SELECTED TEXT:
⁂

Florida police are investigating why cops did not arrest the son of a police lieutenant who allegedly punched a homeless man from behind and knocked him unconscious.
"After I saw the video I was shocked," Sanford Chief of Police Brian Tooley told ABC News. "I was very surprised after watching that video that we did not make an arrest that night."
Tooley said as of Wednesday night there is a warrant out for the arrest of Justin Collison, 21. He is being charged with aggravated battery, which is a felony. Tooley said he is disappointed in his department, especially because this case directly involved someone in the department.
"Since this involved the lieutenant's son, we should have made sure everything was [done] according to the books," Tooley said. "It wasn't handled well at all."
The Dec. 4 incident came to light when a video emerged that appears to show Collison walk up behind Sherman Ware,48, punch him in the back of the head and leave him unconscious on the sidewalk.
"That guy just walks up and clocked him," said a man who witnessed the punch, but asked not to be identified. "I was like, God, this guy's got to go to jail. I mean, you can't walk around doing that kind of stuff."
Ware had to be hospitalized and according to the Orlando Sentinel, he suffered from a broken nose as a result of the attack.
The victim's sister saw the video on WFTV in Orlando and she rushed to the hospital to find her brother. "My heart just went to racing, cause I was like, 'That's my brother! That's my brother!'" Tonnetta Foster told ABC affiliate WFTV.
Foster said her brother had no recollection of the attack.
"When I got to the hospital, my brother didn't even know what happened," she said. "He couldn't tell me what happened."
Foster says Collison, who is the son of Sanford Police Lt. Chris Collison, is getting special treatment, noting that he has still not been charged yet and the incident happened over three weeks ago.
Cop's Son Face Charges
Sanford police initially denied there was special treatment for Collison, but have assigned an internal affairs officer to look into how the case was handled by the officers who initially responded to the call in order to guarantee that they followed all of the proper procedures
"We're handling this case like we would handle any other case," Police Capt. Jerry Hargrett said. "We're not out to protect anybody's child."
The department also said that an internal investigator has been following the case since the incident occurred.
The case has now been turned over to the district attorney, State Attorney Norm Wolfinger, who will decide whether to charge Collison with a crime. Wolfinger meets with the victim next week.
"It depends on what we see once we're done, but you know the ones that obviously come to light in the video perhaps are battery, things like that, perhaps assault, felony battery," Wolfinger said. "It's another terrible incident of a homeless man unfortunately being the victim of an attack."

⁂

SET OF TASKS:
A: In the article, what injury did Sherman Ware suffer in the attack, according to the Orlando Sentinel?
B: Transcribe the article from the words "The department also" through the words "victim next week.".
C: Decide whether each statement agrees with the article, answering yes or no and quoting the words that settle it: (i) Justin Collison is being charged with a felony. (ii) The man who saw the punch agreed to be named. (iii) Sherman Ware remembered the attack.

Image point grounding data

⁂

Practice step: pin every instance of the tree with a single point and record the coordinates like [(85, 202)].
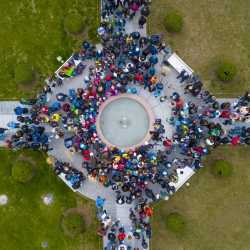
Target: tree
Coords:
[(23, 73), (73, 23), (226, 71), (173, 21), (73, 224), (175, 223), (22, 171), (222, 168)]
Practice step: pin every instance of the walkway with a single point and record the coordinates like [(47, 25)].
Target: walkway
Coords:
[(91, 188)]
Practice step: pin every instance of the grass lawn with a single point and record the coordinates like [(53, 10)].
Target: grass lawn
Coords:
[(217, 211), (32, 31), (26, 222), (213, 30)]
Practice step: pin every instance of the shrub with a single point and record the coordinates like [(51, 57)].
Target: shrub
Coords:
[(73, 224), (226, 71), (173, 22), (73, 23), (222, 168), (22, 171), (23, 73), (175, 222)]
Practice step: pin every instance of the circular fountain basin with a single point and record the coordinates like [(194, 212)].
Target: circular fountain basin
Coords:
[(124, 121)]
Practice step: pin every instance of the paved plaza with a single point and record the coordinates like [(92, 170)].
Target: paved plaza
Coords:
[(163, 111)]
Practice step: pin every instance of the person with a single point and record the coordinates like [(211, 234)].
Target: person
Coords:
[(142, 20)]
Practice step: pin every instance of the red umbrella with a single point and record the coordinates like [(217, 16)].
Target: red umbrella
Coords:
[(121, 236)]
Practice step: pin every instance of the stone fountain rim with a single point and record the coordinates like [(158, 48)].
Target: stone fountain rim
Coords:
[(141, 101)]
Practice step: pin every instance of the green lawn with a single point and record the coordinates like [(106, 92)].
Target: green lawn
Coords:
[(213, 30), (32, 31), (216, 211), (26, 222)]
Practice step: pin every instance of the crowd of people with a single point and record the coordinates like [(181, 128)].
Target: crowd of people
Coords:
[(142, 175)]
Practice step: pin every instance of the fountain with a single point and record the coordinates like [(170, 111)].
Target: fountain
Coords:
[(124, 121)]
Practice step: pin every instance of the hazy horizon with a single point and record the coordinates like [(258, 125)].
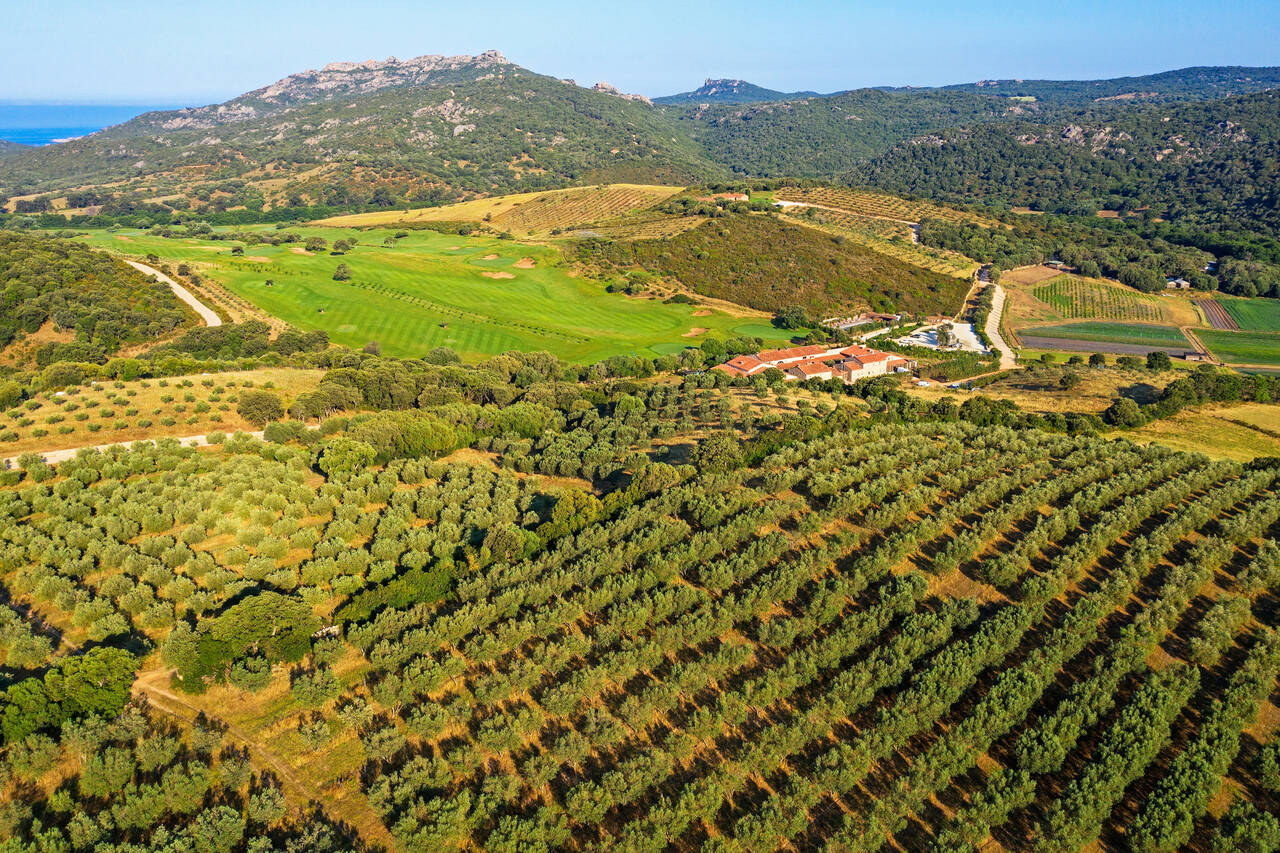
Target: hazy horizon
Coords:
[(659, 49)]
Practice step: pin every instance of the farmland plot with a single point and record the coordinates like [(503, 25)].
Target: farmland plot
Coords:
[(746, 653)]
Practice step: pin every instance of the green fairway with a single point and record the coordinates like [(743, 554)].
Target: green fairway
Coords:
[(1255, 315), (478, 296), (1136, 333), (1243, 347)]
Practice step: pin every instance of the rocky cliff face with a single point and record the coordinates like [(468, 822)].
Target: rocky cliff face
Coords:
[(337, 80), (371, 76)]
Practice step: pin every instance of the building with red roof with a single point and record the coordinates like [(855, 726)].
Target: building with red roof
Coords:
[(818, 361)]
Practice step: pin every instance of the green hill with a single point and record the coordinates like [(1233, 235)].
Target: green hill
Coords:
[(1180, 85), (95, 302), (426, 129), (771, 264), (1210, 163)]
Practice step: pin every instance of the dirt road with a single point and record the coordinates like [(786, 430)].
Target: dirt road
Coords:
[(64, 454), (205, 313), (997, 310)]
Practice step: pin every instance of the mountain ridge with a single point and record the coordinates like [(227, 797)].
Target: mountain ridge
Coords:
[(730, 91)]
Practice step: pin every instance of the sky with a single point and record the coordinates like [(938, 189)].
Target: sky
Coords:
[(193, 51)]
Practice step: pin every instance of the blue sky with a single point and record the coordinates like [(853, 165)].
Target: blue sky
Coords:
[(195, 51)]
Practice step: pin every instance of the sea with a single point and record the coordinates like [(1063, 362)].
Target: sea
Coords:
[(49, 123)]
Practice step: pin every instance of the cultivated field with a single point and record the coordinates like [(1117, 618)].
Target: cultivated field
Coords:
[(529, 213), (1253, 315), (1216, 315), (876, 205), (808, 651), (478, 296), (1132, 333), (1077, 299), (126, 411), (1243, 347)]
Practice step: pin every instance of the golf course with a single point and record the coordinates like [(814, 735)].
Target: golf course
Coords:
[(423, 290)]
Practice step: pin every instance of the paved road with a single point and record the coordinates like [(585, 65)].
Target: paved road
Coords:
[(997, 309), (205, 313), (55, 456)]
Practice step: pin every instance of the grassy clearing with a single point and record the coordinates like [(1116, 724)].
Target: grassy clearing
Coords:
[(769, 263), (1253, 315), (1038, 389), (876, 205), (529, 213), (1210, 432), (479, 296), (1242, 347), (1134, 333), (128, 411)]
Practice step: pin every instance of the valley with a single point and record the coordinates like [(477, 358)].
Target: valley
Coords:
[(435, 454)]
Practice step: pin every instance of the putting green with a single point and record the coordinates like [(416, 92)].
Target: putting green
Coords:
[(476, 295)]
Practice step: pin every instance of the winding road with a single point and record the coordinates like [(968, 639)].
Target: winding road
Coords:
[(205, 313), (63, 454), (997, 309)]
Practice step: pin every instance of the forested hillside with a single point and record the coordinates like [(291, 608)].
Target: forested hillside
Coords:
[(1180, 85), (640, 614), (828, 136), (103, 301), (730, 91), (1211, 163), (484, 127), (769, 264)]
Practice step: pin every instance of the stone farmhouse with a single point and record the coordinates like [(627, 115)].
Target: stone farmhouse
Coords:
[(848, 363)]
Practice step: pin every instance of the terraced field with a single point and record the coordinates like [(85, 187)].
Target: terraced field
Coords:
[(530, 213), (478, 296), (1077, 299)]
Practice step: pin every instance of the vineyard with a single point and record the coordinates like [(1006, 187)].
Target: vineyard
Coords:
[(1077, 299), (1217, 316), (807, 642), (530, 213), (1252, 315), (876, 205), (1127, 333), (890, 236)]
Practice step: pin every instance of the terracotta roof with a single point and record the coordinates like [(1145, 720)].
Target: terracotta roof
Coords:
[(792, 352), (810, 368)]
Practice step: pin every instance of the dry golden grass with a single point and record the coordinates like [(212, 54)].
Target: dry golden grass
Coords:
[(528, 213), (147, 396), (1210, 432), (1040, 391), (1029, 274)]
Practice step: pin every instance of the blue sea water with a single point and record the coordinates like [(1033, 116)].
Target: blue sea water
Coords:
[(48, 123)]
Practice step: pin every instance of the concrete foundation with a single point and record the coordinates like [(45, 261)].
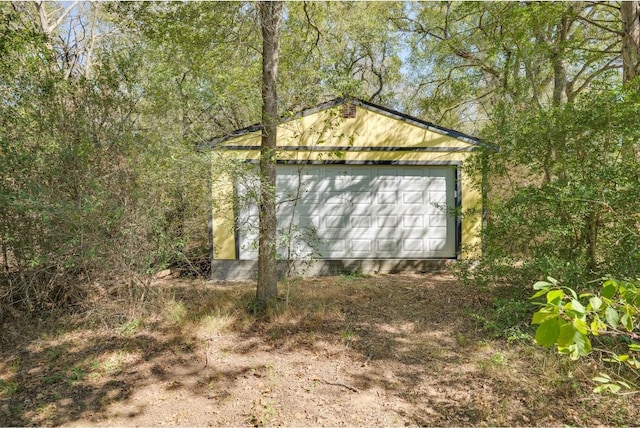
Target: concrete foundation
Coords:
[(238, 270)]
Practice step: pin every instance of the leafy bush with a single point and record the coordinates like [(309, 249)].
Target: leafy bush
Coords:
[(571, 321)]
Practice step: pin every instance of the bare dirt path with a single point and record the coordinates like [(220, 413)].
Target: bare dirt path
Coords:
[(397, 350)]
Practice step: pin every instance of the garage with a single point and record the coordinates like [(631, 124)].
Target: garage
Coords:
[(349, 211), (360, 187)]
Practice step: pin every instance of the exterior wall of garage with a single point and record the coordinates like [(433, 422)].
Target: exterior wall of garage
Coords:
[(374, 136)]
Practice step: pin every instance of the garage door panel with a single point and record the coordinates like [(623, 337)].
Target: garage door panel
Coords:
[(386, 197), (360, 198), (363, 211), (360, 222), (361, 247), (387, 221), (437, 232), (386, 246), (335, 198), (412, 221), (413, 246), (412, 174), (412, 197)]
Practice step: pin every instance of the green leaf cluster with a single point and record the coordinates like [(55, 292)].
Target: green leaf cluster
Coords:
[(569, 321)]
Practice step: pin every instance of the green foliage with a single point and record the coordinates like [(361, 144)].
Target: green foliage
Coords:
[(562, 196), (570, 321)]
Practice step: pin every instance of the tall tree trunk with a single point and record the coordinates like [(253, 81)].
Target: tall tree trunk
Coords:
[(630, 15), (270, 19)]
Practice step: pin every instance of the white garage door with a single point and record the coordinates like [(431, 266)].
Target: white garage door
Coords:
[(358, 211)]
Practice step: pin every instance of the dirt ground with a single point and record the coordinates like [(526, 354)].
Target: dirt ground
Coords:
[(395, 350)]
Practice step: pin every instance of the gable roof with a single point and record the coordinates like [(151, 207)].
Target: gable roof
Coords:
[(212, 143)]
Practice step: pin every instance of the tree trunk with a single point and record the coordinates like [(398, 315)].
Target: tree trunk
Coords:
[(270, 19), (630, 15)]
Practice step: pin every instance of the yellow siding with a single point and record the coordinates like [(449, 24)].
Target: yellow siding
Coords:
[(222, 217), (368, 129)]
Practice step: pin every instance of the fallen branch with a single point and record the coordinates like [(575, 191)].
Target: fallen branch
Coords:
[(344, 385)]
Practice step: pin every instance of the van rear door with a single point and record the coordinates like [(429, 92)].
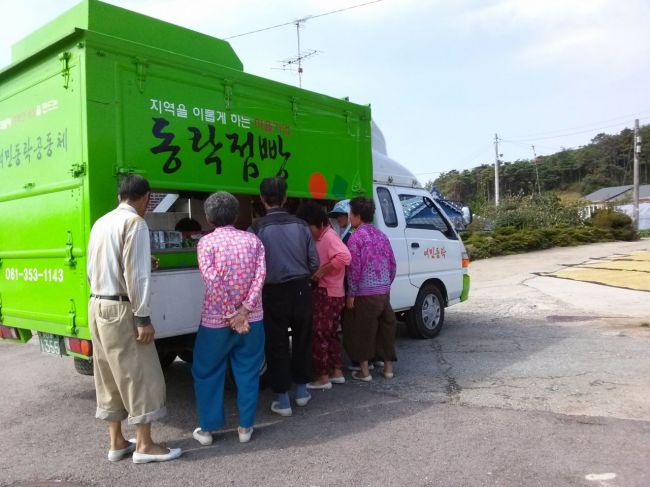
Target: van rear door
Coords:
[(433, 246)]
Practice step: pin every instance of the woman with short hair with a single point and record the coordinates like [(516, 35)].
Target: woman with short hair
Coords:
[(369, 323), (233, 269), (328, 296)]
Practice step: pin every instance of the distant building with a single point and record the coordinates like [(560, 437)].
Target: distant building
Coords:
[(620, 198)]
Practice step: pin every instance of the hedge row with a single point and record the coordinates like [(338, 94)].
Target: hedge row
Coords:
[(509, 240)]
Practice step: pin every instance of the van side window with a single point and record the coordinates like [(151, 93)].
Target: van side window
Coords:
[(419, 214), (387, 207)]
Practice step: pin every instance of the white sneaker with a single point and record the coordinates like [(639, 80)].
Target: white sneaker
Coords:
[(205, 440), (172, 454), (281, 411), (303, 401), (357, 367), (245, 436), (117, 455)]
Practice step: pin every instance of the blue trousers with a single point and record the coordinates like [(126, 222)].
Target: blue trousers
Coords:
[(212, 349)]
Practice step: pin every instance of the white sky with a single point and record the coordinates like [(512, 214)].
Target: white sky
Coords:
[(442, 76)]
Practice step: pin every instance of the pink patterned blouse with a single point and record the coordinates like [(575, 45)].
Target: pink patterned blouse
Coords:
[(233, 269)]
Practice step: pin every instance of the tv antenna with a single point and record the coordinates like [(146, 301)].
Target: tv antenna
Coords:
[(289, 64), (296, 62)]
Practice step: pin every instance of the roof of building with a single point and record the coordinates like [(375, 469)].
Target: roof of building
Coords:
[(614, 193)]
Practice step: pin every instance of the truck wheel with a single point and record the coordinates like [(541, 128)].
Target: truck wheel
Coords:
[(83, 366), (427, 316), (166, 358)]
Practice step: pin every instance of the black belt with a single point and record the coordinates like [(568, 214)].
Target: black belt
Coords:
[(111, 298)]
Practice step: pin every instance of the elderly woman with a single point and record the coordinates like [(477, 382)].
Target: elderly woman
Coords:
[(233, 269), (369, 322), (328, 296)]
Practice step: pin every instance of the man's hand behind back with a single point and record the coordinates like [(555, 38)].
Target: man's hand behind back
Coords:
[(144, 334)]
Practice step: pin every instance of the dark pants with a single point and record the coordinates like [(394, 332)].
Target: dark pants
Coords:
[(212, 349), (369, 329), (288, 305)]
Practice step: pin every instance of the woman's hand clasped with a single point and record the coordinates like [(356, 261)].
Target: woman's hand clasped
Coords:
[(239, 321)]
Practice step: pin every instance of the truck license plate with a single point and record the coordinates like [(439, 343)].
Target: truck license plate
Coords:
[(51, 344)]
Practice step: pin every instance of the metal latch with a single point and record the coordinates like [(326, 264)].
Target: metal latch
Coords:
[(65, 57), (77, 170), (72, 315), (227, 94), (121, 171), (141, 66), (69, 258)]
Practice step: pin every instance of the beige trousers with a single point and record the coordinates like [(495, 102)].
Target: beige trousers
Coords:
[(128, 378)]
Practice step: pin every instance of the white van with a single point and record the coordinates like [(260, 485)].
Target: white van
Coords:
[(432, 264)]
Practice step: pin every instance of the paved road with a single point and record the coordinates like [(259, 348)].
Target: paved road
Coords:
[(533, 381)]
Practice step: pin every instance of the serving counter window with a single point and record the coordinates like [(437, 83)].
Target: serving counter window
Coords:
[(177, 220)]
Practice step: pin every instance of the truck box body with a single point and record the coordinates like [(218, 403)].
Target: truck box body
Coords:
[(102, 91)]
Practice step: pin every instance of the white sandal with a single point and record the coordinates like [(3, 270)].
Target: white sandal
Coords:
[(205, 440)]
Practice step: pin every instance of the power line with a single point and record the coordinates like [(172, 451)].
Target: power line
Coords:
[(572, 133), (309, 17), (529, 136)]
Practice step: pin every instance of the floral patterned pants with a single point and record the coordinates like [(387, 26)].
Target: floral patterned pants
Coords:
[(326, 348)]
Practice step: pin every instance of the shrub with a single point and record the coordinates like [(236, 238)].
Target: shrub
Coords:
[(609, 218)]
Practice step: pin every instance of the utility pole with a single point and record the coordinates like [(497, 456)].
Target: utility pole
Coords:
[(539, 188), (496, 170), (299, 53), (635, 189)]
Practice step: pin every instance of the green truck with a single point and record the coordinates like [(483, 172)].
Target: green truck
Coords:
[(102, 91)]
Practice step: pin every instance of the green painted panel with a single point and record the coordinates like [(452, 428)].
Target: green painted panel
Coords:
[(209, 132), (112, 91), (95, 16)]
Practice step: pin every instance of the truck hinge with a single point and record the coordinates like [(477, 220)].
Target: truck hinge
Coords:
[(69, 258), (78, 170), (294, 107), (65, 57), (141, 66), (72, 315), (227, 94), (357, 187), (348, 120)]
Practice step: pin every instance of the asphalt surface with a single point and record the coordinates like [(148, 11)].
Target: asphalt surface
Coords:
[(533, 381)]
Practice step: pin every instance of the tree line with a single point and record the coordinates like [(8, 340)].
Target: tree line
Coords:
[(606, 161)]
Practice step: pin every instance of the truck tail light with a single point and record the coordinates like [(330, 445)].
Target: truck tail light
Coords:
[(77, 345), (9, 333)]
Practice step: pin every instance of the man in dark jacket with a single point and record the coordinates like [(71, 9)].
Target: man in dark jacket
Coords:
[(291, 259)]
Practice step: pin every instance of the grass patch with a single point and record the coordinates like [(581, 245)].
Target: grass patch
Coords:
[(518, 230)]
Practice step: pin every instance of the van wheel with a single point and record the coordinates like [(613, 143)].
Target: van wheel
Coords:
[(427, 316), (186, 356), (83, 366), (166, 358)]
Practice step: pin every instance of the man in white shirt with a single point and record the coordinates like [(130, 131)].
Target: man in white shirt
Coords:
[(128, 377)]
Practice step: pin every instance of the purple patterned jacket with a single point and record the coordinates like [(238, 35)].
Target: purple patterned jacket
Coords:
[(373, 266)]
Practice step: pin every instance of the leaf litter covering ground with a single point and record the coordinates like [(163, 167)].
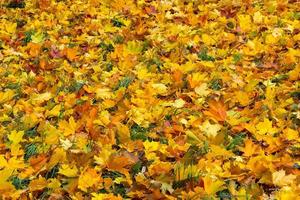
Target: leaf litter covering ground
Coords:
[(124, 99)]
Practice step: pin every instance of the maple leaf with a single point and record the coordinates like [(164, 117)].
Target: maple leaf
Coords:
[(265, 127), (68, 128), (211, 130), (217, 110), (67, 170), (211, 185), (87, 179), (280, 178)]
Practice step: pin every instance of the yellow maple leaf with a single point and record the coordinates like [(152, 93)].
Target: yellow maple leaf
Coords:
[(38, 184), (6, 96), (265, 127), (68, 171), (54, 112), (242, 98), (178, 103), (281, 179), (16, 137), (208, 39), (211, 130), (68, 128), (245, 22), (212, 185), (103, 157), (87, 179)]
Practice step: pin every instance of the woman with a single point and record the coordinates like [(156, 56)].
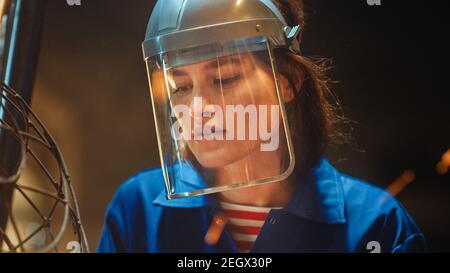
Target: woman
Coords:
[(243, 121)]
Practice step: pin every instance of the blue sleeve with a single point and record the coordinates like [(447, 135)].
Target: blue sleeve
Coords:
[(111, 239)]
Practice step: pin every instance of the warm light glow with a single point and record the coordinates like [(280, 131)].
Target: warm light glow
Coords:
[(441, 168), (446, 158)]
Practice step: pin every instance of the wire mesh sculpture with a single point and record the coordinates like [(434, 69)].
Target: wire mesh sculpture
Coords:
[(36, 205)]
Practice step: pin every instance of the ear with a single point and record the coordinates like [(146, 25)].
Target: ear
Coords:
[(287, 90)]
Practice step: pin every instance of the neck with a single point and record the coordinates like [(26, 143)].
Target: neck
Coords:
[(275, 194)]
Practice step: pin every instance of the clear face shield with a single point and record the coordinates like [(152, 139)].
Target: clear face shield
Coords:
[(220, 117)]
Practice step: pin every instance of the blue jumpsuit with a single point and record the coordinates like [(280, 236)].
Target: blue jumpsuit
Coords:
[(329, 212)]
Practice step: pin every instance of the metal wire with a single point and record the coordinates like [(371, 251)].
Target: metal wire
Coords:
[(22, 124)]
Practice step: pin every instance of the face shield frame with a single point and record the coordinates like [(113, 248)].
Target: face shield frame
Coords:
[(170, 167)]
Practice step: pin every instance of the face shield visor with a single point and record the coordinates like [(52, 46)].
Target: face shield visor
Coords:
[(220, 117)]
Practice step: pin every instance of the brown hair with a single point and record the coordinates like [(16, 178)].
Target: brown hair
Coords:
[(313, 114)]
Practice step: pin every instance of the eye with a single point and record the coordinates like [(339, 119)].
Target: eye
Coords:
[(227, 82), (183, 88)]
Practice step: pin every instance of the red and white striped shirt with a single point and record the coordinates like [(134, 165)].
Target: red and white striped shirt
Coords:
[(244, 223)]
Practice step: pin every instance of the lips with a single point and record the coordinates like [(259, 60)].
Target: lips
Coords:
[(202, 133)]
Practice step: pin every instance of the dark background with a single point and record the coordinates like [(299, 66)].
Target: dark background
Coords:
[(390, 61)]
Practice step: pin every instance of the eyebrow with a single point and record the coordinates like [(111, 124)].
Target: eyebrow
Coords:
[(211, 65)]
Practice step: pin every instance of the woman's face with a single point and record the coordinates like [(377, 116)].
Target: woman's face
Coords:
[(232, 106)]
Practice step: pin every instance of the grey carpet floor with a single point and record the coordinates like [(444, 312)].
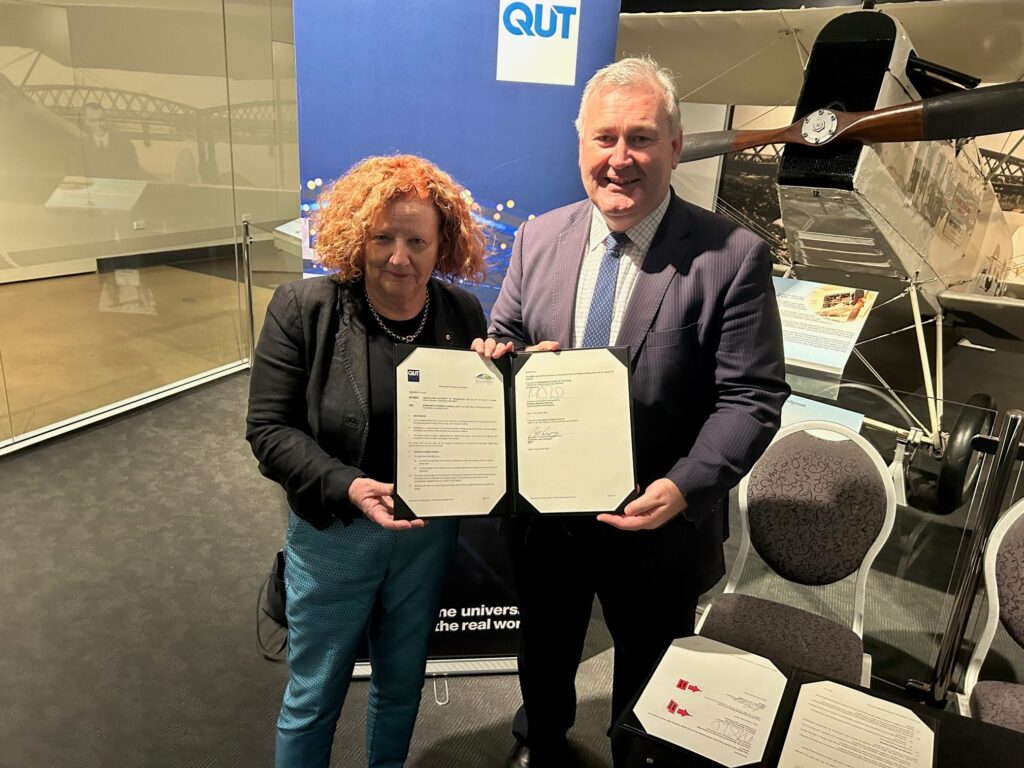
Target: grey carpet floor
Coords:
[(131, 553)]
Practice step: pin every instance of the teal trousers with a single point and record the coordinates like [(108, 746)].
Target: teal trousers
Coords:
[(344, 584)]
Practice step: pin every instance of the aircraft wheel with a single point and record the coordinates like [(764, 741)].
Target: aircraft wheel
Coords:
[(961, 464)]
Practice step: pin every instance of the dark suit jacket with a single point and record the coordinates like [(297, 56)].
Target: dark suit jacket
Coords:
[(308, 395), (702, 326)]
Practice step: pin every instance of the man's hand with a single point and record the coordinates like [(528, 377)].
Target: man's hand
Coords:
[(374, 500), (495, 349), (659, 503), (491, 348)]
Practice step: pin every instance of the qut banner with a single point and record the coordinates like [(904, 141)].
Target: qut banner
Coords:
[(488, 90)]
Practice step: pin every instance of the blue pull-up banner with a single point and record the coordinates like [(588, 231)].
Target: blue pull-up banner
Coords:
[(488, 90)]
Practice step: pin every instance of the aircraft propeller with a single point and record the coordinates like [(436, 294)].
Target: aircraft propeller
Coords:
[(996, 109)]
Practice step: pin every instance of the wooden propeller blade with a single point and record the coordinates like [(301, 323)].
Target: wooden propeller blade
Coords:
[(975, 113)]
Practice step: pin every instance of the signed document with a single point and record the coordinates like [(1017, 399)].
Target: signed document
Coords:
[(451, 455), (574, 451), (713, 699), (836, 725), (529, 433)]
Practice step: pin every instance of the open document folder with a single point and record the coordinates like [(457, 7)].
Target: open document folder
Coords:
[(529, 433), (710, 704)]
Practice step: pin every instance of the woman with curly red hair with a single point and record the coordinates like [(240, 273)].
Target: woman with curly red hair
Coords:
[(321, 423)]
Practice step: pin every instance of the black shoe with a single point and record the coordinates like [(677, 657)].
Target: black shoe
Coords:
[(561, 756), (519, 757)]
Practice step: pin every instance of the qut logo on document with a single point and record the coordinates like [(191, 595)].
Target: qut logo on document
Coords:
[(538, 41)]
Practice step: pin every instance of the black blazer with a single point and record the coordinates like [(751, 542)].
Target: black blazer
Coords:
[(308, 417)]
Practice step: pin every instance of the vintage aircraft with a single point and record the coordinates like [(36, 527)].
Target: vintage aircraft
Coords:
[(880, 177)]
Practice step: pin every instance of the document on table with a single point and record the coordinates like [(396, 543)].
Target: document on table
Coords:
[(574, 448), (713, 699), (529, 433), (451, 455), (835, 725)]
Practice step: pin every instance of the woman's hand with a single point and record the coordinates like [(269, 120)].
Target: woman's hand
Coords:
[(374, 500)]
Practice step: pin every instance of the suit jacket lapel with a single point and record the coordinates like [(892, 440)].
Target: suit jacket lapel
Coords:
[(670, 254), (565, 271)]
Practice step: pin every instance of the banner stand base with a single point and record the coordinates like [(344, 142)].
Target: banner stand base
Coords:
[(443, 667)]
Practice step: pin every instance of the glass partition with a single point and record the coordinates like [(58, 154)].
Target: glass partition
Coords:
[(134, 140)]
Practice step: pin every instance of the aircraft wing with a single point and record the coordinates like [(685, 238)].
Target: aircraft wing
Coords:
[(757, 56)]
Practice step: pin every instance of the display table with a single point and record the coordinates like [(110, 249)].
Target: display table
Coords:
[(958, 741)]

⁂

ANSWERS FOR THIS EXERCISE:
A: A broken nose.

B:
The department also said that an internal investigator has been following the case since the incident occurred.
The case has now been turned over to the district attorney, State Attorney Norm Wolfinger, who will decide whether to charge Collison with a crime. Wolfinger meets with the victim next week.

C:
(i) Yes: "He is being charged with aggravated battery, which is a felony."
(ii) No: "said a man who witnessed the punch, but asked not to be identified."
(iii) No: "Foster said her brother had no recollection of the attack."